───── Provided material

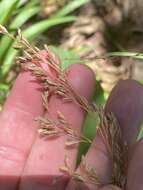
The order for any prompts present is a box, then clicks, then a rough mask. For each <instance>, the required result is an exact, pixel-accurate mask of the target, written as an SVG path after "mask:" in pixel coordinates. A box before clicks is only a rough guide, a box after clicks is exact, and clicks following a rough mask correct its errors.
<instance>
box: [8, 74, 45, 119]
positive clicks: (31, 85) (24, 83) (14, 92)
mask: <svg viewBox="0 0 143 190" xmlns="http://www.w3.org/2000/svg"><path fill="white" fill-rule="evenodd" d="M15 108H19V109H20V110H23V111H26V112H30V113H33V114H34V115H35V114H36V115H37V114H39V113H41V112H42V111H43V106H42V97H41V86H40V84H39V83H38V82H37V80H36V79H35V77H34V76H32V75H31V73H29V72H21V73H20V74H19V76H18V77H17V79H16V81H15V84H14V86H13V88H12V90H11V92H10V94H9V96H8V98H7V101H6V103H5V105H4V111H6V110H9V111H10V110H14V109H15Z"/></svg>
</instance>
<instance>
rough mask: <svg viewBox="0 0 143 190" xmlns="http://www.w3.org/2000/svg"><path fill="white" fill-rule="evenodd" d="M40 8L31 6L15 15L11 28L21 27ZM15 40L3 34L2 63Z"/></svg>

──────────

### Task objective
A verbatim transcript of the material above, with images dropped, is the expected output.

### Solution
The order for any prompts present is a box, then clicks, then a rough mask. For each <instance>, the required result is an exact, pixel-accurate mask of the target, written as an SVG path after "mask:" in pixel coordinates. A box before clicks is only a rough guide, a box after clicks is exact, and clicks following a rough mask correct its errors.
<instance>
box: [8, 74, 45, 119]
positive clicks: (31, 85) (24, 83) (14, 92)
mask: <svg viewBox="0 0 143 190" xmlns="http://www.w3.org/2000/svg"><path fill="white" fill-rule="evenodd" d="M15 108H19V109H20V110H23V111H26V112H30V113H33V114H34V115H35V114H36V115H37V114H39V113H41V112H42V111H43V106H42V97H41V86H40V84H39V83H38V82H37V80H36V79H35V77H34V76H32V75H31V73H29V72H21V73H20V74H19V76H18V77H17V79H16V81H15V84H14V86H13V88H12V90H11V92H10V94H9V96H8V98H7V101H6V103H5V105H4V111H6V110H9V111H10V110H14V109H15Z"/></svg>
</instance>
<instance>
rough mask: <svg viewBox="0 0 143 190" xmlns="http://www.w3.org/2000/svg"><path fill="white" fill-rule="evenodd" d="M40 8L31 6L15 15L11 28L21 27ZM15 40L3 34L2 63Z"/></svg>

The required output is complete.